(TASKS TO CARRY OUT):
(1) Check the World Water Week article against each statement below and answer yes or no, quoting the words of the article that settle it. (a) More than 3,200 individuals took part in World Water Week in 2016. (b) The United Nations says water scarcity affects more than half of the global population. (c) The NRDC study found the 77 million people spread across 40 states.
(2) Reproduce the World Water Week article word for word, everything from "Consumer fear about" down to "fish by 2050.".

(EXCERPTED TEXT):
A Bluewater Oasis hydration station on the popular tourist island of Sandhamn, in the Baltic Sea, helps save depleted ground water reserves by delivering free clean drinking water generated directly from the brackish sea.

Towards a more water wise world

This week sees Stockholm, the Swedish capital, fill with thousands of people from all over the world who gather to attend World Water Week - the annual focal point for the globe’s water issues.

More than 3,200 individuals and around 330 convening organizations from 130 countries took part in 2016. Now in late August 2017, water experts, decision makers, business innovators and young professionals meet again to network, exchange ideas, foster new thinking and develop solutions around the theme ‘Water and waste: reduce and reuse’.

Water is the key to life. Yet our heavily populated world faces a host of pressing water-related challenges. Not least the thoughtless contamination and misuse of available water resources by plastics, chemicals and other pollution, which needs to be addressed as a matter of urgency.

Clean and safe drinking water is scarce. According to the United Nations, water scarcity affects more than 40 percent of the global population. And. 3.2 million children die each year as a result of unsafe drinking water and poor sanitation in the developing world

Even in developed countries, water quality is in crisis, due to pressures ranging from climate change to ageing water delivery infrastructures and pollution of ground water by chemicals and other toxic waste that is now being found in tap drinking water in America and Europe, for example.

In the USA, a Natural Resources Defence Council (NRDC) study said that 77 million people—roughly a quarter of the U.S. population—spread across all 50 states ‘were served by water systems reporting violations of the Safe Drinking Water Act in 2015’. The offenses ranged from arsenic to nitrate contamination, and included often-serious failures to test or report contamination levels, according to the NRDC, which said America is facing a nationwide drinking water crisis.

Consumer fear about the safety of drinking water has also fuelled the explosion in the uptake of plastic bottles of water, which in turn has contributed to the plastic pollution of our land and ocean environments.

Every 60 seconds, one million plastic bottles are sold, and global plastic bottle sales are predicted to reach over 538 billion by 2021. According to the UN 8 million tons of plastic leak into our oceans every year, which the Ellen MacArthur Foundation says will result in there being more plastic in the sea than fish by 2050.

At Bluewater, we see that as a scary future.

We believe everyone has the right to clean drinking water untainted by plastic and other contaminants. That’s why we have made it our purposeful intent to innovate and bring to market the best residential water purifiers and clean drinking water solutions that our passion and inspiration can generate. And that’s also why we extend our best wishes to Stockholm Water Week in the hope it will help lead to a world that is more water wise.

(DATA FOR REVIEW):

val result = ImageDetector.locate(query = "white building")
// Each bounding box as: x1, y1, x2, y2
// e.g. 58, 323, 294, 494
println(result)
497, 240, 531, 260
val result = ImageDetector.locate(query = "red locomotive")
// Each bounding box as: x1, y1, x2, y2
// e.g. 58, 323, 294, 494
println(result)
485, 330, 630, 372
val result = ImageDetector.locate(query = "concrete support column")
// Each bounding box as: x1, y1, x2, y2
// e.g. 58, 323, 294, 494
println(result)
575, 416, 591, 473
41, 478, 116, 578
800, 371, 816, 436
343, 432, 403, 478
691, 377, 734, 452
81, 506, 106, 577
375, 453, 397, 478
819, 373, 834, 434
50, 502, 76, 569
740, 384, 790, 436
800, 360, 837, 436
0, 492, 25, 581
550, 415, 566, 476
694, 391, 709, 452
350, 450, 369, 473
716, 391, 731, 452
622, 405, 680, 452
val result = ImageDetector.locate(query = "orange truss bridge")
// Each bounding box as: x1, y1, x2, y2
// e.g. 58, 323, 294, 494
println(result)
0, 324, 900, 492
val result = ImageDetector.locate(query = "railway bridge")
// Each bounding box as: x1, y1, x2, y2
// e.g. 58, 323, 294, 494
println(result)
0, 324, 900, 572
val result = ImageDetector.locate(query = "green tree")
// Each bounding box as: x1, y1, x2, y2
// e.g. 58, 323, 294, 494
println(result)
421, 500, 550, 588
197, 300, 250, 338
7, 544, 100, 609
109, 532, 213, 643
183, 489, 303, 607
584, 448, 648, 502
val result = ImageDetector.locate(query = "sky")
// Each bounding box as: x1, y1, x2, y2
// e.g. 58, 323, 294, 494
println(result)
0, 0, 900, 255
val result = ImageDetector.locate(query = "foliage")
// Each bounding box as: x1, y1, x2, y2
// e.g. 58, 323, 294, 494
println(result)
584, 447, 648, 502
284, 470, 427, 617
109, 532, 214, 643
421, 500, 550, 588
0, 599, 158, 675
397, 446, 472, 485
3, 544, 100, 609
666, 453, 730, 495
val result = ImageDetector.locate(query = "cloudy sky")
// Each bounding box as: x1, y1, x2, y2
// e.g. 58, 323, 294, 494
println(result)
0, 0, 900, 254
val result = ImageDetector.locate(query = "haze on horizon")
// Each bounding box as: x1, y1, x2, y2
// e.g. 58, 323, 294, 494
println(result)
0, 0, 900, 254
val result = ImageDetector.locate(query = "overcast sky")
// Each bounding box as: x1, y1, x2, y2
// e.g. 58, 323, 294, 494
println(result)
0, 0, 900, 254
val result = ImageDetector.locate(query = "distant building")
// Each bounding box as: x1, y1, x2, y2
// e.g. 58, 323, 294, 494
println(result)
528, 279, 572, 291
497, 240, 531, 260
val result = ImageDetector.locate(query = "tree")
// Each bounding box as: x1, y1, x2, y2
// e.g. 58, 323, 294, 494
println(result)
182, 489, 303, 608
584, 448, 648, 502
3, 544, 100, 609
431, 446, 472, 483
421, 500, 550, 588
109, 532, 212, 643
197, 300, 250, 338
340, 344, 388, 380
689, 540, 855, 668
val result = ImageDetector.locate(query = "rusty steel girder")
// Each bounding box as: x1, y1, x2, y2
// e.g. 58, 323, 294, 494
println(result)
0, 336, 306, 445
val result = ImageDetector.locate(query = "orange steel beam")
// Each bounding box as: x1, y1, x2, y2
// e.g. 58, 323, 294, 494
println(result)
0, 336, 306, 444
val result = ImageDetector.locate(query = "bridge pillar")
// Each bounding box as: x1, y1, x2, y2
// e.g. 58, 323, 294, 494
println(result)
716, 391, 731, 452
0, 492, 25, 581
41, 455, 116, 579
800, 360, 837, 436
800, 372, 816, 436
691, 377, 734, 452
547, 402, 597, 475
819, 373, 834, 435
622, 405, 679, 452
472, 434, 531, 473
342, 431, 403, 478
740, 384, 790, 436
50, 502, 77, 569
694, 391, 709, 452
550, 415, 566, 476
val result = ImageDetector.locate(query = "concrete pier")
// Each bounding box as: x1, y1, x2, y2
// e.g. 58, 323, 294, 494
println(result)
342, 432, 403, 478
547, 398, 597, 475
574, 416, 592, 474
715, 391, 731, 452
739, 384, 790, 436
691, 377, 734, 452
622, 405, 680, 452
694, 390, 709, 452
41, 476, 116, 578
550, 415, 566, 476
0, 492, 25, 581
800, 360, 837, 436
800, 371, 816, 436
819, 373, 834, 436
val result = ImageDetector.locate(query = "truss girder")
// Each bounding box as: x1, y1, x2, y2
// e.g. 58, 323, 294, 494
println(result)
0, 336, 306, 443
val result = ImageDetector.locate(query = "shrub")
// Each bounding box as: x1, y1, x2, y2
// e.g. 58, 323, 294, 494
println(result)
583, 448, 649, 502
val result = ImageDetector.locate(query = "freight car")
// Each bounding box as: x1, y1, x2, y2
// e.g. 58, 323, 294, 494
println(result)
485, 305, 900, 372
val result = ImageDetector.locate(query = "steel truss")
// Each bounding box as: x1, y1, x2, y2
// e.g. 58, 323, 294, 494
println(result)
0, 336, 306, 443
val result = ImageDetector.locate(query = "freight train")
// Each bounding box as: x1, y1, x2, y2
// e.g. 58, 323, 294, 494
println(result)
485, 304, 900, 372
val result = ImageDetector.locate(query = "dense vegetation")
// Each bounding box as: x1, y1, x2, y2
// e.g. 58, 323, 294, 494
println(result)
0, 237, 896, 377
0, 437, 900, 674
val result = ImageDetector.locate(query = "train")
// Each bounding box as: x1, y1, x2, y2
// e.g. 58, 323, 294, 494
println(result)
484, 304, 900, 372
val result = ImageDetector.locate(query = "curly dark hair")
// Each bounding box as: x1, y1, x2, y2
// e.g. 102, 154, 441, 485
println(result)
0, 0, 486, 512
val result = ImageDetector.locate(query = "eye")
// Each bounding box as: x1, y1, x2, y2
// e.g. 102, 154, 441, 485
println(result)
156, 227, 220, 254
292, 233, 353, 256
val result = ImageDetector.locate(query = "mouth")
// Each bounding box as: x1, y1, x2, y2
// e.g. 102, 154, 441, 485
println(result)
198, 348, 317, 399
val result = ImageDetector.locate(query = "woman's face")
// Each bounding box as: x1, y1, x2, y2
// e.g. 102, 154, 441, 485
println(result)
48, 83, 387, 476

(ANSWERS IN ORDER):
(1)
(a) Yes: "More than 3,200 individuals and around 330 convening organizations from 130 countries took part in 2016."
(b) No: "water scarcity affects more than 40 percent of the global population"
(c) No: "spread across all 50 states"

(2)
Consumer fear about the safety of drinking water has also fuelled the explosion in the uptake of plastic bottles of water, which in turn has contributed to the plastic pollution of our land and ocean environments.

Every 60 seconds, one million plastic bottles are sold, and global plastic bottle sales are predicted to reach over 538 billion by 2021. According to the UN 8 million tons of plastic leak into our oceans every year, which the Ellen MacArthur Foundation says will result in there being more plastic in the sea than fish by 2050.